| THE PROBLEM |
The full listing should be set down again without a single alteration.

| INFORMATION PROVIDED |
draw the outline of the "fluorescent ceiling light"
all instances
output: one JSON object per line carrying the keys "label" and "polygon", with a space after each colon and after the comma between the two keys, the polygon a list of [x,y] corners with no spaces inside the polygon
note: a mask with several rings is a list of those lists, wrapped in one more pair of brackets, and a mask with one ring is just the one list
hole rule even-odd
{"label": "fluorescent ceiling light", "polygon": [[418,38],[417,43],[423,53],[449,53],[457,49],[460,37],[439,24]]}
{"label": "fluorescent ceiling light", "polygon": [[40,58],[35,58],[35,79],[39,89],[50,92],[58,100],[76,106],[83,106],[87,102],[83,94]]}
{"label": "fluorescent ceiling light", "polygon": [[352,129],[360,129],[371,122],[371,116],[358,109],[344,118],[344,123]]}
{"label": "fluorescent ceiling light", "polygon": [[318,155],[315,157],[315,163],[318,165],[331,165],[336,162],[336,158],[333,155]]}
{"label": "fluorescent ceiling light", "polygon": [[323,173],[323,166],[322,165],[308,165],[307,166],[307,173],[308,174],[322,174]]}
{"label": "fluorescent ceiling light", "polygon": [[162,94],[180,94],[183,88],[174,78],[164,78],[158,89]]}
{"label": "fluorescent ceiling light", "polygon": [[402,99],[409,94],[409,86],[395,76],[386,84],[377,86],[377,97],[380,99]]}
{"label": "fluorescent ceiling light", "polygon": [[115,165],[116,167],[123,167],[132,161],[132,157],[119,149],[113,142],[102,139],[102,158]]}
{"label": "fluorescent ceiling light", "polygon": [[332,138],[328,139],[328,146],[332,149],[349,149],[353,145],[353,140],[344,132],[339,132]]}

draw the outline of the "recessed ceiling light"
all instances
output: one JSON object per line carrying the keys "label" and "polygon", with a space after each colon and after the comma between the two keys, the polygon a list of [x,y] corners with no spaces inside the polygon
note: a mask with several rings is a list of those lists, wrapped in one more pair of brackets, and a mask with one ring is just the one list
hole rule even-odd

| RESULT OF THIS TASK |
draw the outline of the "fluorescent ceiling light"
all instances
output: one JSON object per line carrying the keys "label" and "polygon", with a space after each colon and after the comma between the two keys, the polygon a list of [x,y] corners with no spaces inside the polygon
note: a mask with several rings is a list of those lists, wrapped in one more pair of brackets, and a mask with one ring is just the one list
hole rule even-odd
{"label": "fluorescent ceiling light", "polygon": [[418,38],[417,43],[423,53],[449,53],[457,49],[460,37],[439,24]]}
{"label": "fluorescent ceiling light", "polygon": [[40,58],[35,58],[35,79],[39,89],[50,92],[58,100],[76,106],[83,106],[87,102],[83,94]]}
{"label": "fluorescent ceiling light", "polygon": [[352,129],[360,129],[371,122],[371,116],[358,109],[344,118],[344,123]]}
{"label": "fluorescent ceiling light", "polygon": [[318,155],[315,157],[315,163],[318,165],[331,165],[336,162],[336,158],[333,155]]}
{"label": "fluorescent ceiling light", "polygon": [[323,173],[323,166],[322,165],[308,165],[307,166],[307,173],[308,174],[322,174]]}
{"label": "fluorescent ceiling light", "polygon": [[162,94],[180,94],[183,88],[174,78],[164,78],[158,89]]}
{"label": "fluorescent ceiling light", "polygon": [[402,99],[409,94],[409,86],[395,76],[386,84],[377,86],[377,97],[380,99]]}
{"label": "fluorescent ceiling light", "polygon": [[115,165],[116,167],[123,167],[132,161],[132,157],[119,149],[113,142],[102,139],[102,158]]}
{"label": "fluorescent ceiling light", "polygon": [[332,138],[328,139],[328,146],[332,149],[349,149],[353,145],[353,140],[344,132],[339,132]]}

draw the outline of the "recessed ceiling light"
all instances
output: one JSON object per line carrying the keys "label" and "polygon", with a space after each colon and after the comma between the two keys, the polygon a list of [x,y] corners with no spaces inside the polygon
note: a mask with several rings is a list of those lists, wrapped in one more pair of brackets, and a mask with one ring is just the one list
hole rule even-odd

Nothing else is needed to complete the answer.